#### SET EXERCISE:
Using the browser thread below, answer:
(a) Which browser does nkuvu name?
(b) Which two features make unlearnthetruth love OmniWeb?
(c) According to starfleetX, what two things don't work yet in the Mach-O builds of Mozilla?

#### EXCERPT:

..........

# Best web browser



## xoot (Mar 26, 2002)

What do you think the best web browser is?


----------



## nkuvu (Mar 26, 2002)

Lynx!


----------



## dricci (Mar 26, 2002)

Mozilla.

Now that I've used it for several days, I couldn't live without it. Very tempted to just trash IE but I'm afraid I may need it for something some day.


----------



## vanguard (Mar 26, 2002)

Yeah, it has to be mozilla.


----------



## unlearnthetruth (Mar 26, 2002)

why Mozilla?

I downloaded it,  but i don't really see anything that spectacular about it. I love omniweb cuz of the anti-aliasing and spell checking....


----------



## simX (Mar 26, 2002)

Siiigggh.. yet another browser wars thread.


----------



## unlearnthetruth (Mar 26, 2002)

haha.... perhaps admin should lock this thread before it's too late...


----------



## ABassCube (Mar 26, 2002)

I'd have to say OmniWeb. While Mozilla is faster and is MUCH more compatible with the standards (JavaScript, Flash, CSS, etc), I can't stand Mozilla's interface. OW is much more Aqua-ish, and its bookmarks and download manager are far better than Mozilla's. I mean, come on, multiple download windows? Even in 9 that would be unacceptable, since IE has always had a one-window download manager.

OW does get pretty slow at times, but for the most part, it's not that bad.

Sometimes I feel like I have to use Mozilla because OW's support for web standards is SO bad, but then I immediately go back to OW because of Mozilla's horrible interface. 

Adam

Edit: Forgot about Anti-aliasing. Mozilla's text looks horrible.


----------



## starfleetX (Mar 26, 2002)

Why Mozilla?

*unlearnthetruth*: It's because Mozilla offers the fastest and most accurate page rendering on Mac OS X. Load a table-heavy page at all your browsers Mozilla will load it the fastest and scroll it the smoothest. The Mach-O builds of Mozilla are even faster, but plugins don't work yet and downloading isn't supported. When the Chimera guys get 0.2 working, Chimera will be probably be THE number 1 browser in my book.

..........

#### SUPPLIED INFORMATION:
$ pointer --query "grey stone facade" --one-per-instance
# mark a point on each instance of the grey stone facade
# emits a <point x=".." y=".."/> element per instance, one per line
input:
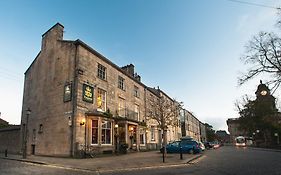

..........

#### SOLVED EXERCISE:
(a) Lynx.
(b) Anti-aliasing and spell checking.
(c) Plugins don't work, and downloading isn't supported.